(Records held in a dataset)
**********

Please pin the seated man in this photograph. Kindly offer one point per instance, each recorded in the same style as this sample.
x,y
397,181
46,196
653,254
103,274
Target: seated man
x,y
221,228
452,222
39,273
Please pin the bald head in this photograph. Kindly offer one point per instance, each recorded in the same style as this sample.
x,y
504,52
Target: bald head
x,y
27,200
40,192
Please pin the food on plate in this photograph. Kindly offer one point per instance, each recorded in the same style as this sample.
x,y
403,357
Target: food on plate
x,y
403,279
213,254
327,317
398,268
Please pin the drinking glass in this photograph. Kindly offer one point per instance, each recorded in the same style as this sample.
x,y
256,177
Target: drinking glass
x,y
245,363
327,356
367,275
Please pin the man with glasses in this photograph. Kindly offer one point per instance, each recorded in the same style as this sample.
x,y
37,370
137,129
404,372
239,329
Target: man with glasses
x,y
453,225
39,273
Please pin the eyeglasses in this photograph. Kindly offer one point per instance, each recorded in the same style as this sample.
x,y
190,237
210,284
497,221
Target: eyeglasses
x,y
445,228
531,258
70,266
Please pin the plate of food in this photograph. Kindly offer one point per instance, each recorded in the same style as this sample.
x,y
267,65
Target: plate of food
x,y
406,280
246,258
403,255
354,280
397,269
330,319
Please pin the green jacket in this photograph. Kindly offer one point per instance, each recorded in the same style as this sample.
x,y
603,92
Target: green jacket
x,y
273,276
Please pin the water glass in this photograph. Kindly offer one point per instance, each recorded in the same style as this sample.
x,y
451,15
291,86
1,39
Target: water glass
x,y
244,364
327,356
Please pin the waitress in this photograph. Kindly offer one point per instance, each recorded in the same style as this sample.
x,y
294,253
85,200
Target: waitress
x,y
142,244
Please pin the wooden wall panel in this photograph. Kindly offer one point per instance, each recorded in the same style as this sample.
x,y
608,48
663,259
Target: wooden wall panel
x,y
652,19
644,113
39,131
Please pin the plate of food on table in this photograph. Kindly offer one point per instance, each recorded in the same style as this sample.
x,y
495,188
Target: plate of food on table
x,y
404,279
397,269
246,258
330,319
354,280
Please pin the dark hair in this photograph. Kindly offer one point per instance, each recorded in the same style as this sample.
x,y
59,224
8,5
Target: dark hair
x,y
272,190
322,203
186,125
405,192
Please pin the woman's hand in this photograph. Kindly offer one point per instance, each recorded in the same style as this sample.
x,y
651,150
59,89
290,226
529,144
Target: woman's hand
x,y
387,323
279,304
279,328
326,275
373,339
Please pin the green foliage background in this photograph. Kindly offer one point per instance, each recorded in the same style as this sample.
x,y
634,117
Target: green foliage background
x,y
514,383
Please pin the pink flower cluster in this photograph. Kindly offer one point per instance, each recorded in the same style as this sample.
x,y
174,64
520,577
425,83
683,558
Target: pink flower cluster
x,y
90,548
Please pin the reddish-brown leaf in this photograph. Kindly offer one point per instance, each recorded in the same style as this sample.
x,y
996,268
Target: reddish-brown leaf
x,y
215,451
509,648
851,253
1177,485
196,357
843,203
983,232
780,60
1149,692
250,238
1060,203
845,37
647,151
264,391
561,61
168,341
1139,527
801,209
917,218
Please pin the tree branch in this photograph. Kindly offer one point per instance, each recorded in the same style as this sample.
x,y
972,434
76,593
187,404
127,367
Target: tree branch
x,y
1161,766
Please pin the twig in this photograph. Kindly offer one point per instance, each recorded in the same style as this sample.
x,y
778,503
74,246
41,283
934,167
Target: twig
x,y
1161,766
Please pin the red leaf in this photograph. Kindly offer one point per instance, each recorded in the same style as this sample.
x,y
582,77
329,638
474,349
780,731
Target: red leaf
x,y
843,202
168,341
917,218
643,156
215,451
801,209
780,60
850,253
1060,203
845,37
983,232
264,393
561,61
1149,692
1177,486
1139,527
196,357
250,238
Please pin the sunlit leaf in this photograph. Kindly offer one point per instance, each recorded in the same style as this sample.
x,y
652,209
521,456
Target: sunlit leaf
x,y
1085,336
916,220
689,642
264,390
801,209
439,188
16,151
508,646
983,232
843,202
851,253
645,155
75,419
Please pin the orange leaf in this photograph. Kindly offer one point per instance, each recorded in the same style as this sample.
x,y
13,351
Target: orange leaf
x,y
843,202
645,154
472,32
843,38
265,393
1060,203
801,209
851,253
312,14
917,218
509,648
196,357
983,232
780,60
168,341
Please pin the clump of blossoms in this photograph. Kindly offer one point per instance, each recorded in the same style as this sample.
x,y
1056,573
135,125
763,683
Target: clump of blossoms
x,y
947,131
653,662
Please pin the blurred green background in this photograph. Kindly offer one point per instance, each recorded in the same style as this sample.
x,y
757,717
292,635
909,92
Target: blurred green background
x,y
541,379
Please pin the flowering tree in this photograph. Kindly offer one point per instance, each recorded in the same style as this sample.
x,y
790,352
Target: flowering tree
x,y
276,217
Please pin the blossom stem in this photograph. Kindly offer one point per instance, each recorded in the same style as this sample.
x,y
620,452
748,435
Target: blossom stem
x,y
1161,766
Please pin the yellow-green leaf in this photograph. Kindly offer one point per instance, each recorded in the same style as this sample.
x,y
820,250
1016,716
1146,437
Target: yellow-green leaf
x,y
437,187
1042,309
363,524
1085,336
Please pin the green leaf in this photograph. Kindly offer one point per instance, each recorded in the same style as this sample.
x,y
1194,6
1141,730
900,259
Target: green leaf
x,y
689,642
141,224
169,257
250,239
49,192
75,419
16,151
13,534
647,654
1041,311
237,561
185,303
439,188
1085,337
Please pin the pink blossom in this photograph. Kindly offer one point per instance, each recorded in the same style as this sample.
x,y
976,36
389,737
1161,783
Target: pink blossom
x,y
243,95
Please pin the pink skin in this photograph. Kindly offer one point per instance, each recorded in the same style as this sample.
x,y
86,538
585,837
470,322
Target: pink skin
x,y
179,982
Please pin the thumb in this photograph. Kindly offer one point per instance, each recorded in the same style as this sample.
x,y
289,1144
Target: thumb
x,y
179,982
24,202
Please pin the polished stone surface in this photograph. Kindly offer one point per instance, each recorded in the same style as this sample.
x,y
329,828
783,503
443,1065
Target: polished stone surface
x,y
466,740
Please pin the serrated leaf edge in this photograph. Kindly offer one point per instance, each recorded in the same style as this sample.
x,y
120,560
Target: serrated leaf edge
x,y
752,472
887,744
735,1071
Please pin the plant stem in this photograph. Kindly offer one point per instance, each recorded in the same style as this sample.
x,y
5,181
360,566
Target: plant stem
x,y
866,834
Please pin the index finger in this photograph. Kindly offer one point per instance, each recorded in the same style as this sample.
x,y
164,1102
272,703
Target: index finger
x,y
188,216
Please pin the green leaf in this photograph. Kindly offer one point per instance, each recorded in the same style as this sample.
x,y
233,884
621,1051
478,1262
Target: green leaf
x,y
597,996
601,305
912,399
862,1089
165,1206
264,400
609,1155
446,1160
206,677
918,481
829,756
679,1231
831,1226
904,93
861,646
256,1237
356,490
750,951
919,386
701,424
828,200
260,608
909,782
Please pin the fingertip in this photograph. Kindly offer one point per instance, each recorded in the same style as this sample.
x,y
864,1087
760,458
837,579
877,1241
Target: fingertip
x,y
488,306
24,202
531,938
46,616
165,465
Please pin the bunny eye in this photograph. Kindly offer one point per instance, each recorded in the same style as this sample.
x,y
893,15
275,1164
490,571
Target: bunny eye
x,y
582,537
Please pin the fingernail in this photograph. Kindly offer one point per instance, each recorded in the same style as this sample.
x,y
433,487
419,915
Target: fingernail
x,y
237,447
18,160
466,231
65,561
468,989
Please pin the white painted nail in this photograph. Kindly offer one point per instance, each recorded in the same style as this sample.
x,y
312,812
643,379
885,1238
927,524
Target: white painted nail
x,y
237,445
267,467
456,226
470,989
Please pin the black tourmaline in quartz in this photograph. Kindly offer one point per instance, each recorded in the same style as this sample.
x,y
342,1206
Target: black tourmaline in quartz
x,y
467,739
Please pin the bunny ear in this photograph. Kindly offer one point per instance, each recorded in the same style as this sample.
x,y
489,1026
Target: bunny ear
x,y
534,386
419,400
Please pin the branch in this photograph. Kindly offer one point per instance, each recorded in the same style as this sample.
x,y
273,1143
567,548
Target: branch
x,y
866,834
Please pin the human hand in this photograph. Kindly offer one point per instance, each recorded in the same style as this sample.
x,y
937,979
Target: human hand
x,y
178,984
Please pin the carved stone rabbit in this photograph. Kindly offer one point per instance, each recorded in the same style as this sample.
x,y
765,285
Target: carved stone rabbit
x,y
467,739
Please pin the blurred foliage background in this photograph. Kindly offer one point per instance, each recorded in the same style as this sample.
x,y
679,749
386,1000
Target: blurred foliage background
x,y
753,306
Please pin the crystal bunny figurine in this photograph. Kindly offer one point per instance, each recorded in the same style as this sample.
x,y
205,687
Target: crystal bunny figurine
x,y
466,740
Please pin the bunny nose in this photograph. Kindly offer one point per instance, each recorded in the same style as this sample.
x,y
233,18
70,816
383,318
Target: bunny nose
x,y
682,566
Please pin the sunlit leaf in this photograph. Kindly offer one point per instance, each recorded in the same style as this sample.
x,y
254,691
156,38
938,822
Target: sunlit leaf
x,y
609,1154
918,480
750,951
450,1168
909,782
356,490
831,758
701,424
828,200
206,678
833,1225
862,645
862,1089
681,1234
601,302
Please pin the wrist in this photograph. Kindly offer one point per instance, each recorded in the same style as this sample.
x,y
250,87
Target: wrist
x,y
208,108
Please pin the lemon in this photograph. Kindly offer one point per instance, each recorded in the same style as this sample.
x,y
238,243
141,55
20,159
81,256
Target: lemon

**********

• [Given exercise] Switch "photograph" to "image" throughout the material from the line containing "Please pin the branch" through the end of the material, inclusive. Reproduce those lines with nothing else changed.

• [Solution for this exercise]
Please pin the branch in this image. Kindly offer one point per instance, each recorded in the same style as this sample.
x,y
273,1143
567,548
Target: branch
x,y
866,834
Please pin the human hand in this image. Kindly offer one point per instance, each recorded in the same style as this sample.
x,y
937,979
Target: human hand
x,y
178,984
Please pin the carved stone rabbit in this image. Kindly offer one point per instance, each recorded in the same style as this sample.
x,y
765,285
Target: carved stone rabbit
x,y
467,739
Please pin the blurred foliage background in this image. Kindly offer one point per instance, each recorded in the same style as this sample.
x,y
679,749
386,1000
Target: blurred foliage background
x,y
753,306
Please pin the crystal bunny figurine in this image. Kindly offer one point per instance, each recorded in the same style as this sample.
x,y
205,687
Target: crystal bunny figurine
x,y
466,740
Please pin the bunny nose in this image. Kindly offer one point per instance, each recorded in the same style as this sample.
x,y
233,18
70,816
383,318
Target: bunny nose
x,y
682,566
Please pin the sunlit leaf in this image. Kindly offer one point per instance, each recorded in the same style as this sample.
x,y
254,691
156,38
938,822
Target: sunlit leaf
x,y
609,1154
918,480
750,951
450,1168
909,782
356,490
831,758
701,424
828,200
206,678
833,1225
862,645
862,1089
681,1234
601,302
Please pin the wrist in this image. Kindly offer one point per instance, each recorded in the same style as this sample.
x,y
250,87
Target: wrist
x,y
208,108
Please pin the lemon in this image. Kindly offer one point per instance, each recorded in the same style as this sample.
x,y
238,243
141,55
20,159
81,256
Target: lemon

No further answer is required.